--- Exercise text ---

The publican ‘e up an’ sez, ” We serve no red-coats here.”
The girls be’ind the bar they laughed an’ giggled fit to die,
I outs into the street again an’ to myself sez I:
O it’s Tommy this, an’ Tommy that, an’ ” Tommy, go away ” ;
But it’s ” Thank you, Mister Atkins,” when the band begins to play… (Tommy, 1890)

This anti-militarism has a comic side in that the English only seem to remember their terrible defeats: the Somme, Dunkirk. As Orwell puts it with typical pithiness:

The most stirring battle-poem in English is about a brigade of cavalry which charged in the wrong direction.

This anti-militarism goes alongside a profound respect for the law; not necessarily obeying it, but knowing it is there and can be appealed to at all times. ‘Oi, you can’t do that to me, I aven’t done anything wrong’ is a universal cry of the English crook and trouble-maker. The law may be organised to protect the property of the rich but it isn’t as absolutely corrupt as in other countries, and it certainly hasn’t ceased to matter, as it has in the totalitarian states.

Abroad? An old saying had it that ‘wogs begin at Calais’ and the recent Brexit vote confirms the underlying xenophobia of the British who have a proud tradition of never learning a word of a foreign language, even if they’ve lived in France or Spain for decades. This rejection of the foreign partly accounts for English philistinism:

The English are not gifted artistically. They are not as musical as the Germans or Italians, painting and sculpture have never flourished in England as they have in France. Another is that, as Europeans go, the English are not intellectual.

[Collected data]
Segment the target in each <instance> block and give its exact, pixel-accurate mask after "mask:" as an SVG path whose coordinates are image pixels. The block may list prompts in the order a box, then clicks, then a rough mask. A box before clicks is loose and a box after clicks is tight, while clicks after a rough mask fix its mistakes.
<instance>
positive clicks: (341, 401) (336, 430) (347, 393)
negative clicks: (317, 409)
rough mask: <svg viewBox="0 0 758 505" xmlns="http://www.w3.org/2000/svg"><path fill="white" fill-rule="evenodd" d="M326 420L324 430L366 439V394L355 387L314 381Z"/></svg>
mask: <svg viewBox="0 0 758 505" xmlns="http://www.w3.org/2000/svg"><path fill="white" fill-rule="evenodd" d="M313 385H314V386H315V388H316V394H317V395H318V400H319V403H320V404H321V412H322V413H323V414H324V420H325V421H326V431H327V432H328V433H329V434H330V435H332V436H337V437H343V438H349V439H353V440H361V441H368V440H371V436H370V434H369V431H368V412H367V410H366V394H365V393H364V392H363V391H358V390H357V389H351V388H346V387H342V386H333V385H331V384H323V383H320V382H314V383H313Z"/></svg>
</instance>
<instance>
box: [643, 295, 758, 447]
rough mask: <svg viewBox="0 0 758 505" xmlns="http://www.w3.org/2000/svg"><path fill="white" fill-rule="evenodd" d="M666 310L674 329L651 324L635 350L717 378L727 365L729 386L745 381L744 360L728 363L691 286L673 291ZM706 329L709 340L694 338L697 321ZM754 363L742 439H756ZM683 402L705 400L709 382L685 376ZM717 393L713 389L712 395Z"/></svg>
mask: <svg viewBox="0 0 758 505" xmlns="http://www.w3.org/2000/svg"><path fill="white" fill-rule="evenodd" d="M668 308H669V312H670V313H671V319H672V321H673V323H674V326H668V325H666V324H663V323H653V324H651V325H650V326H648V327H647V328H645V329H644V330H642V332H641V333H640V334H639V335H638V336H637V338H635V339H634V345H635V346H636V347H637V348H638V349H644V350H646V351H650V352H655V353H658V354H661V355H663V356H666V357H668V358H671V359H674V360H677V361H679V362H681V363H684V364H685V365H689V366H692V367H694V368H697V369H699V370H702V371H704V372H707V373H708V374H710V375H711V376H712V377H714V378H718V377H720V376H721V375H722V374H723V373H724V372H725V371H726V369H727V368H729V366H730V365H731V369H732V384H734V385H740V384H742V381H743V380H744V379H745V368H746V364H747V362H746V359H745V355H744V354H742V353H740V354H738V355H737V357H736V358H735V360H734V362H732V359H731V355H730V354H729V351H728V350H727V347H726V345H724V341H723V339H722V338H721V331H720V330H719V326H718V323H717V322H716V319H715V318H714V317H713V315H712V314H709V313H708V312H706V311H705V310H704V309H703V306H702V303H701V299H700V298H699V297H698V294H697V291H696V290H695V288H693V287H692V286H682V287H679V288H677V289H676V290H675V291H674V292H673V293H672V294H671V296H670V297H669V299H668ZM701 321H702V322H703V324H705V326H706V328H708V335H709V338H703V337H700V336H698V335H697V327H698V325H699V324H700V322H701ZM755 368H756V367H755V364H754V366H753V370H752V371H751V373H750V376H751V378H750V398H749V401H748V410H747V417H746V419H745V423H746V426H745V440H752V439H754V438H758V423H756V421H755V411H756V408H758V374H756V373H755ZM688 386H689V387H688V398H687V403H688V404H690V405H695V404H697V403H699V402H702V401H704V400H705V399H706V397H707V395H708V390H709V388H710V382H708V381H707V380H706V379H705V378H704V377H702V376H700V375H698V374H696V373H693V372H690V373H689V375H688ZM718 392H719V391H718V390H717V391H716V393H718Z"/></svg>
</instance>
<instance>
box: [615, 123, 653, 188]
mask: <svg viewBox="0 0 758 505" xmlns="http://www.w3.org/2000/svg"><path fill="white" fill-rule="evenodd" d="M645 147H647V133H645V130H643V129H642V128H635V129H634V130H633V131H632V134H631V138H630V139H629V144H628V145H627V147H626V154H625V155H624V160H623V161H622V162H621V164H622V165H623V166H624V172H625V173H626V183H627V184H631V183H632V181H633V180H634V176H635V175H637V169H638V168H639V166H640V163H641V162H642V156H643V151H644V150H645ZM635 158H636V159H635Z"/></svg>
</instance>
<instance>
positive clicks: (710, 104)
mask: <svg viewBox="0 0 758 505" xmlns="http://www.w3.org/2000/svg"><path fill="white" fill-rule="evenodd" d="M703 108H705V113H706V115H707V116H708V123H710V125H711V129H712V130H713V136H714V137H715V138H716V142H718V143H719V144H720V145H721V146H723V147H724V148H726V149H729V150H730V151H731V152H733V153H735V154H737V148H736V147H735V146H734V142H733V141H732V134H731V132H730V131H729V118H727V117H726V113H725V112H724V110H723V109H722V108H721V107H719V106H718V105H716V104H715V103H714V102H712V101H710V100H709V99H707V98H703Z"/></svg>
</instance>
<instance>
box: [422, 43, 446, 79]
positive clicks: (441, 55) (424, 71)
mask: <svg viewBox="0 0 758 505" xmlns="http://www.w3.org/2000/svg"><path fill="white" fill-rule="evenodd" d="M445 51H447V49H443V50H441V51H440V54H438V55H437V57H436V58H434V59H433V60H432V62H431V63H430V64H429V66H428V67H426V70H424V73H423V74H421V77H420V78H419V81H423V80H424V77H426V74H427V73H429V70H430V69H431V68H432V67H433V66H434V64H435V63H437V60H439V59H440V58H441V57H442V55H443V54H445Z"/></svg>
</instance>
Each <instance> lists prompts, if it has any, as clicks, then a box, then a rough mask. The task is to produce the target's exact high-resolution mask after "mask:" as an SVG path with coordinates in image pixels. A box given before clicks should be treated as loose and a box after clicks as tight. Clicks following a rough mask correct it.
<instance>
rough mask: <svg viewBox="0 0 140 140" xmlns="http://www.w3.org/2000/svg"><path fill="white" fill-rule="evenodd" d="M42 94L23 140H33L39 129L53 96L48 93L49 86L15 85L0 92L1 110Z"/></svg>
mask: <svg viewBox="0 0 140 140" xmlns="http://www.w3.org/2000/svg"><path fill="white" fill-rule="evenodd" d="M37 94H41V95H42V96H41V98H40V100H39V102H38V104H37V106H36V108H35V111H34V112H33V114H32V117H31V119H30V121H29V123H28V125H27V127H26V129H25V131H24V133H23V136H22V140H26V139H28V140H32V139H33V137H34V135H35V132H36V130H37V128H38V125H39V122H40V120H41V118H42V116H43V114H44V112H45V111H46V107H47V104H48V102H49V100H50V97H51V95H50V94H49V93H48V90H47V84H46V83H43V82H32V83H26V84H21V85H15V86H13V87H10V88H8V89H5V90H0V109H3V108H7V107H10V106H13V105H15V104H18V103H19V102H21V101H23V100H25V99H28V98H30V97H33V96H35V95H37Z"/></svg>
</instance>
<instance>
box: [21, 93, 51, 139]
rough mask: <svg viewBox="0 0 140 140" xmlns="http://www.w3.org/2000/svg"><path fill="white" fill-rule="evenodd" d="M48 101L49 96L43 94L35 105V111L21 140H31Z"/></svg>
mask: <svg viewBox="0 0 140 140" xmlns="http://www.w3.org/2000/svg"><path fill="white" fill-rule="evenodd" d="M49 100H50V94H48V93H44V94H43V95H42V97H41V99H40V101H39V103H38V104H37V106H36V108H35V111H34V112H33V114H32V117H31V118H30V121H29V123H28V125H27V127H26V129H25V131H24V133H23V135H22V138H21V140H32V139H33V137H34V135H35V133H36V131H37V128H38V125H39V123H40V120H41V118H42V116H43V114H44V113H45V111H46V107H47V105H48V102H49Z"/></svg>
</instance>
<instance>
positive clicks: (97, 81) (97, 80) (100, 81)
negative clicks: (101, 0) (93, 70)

--- About this task ---
Write the next part of the passage on English national character, starting right after its final sentence. The items are separate material with no connection to the passage on English national character.

--- Exercise answer ---
Class?

England is the most class-ridden country under the sun. It is a land of snobbery and privilege, ruled largely by the old and silly.

Towards the end of the essay Orwell analyses the role of the ruling class. Basically, they have been unable to get to grips with the modern world and retreated into Colonel Blimpish stupidity.

One of the dominant facts in English life during the past three quarters of a century has been the decay of ability in the ruling class.

The great public schools, the army, the universities, all teach the upper classes to rely on forms and behaviour which was suitable to the 1880s. The fact that Germany was out-producing British industry by 1900, that America was emerging as the strongest economy in the world, that the working classes were becoming organised and demanding a say in the running of the country? Go the club and surround yourself with like-minded cigar-puffing buffoons and dismiss it all as easily as dismissing the waiter.

This refusal to face the world, this decision to be stupid, explains much. It explains the astonishing sequence of humiliating military defeats – in the Crimea, the Zulu War, the Boer War, the Great War the British ruling class, as epitomised by its upper class twit general, consistently failed in every aspect of war-making. In each case initial defeats were only clawed back when a younger, less ‘educated’ cohort of officers took charge.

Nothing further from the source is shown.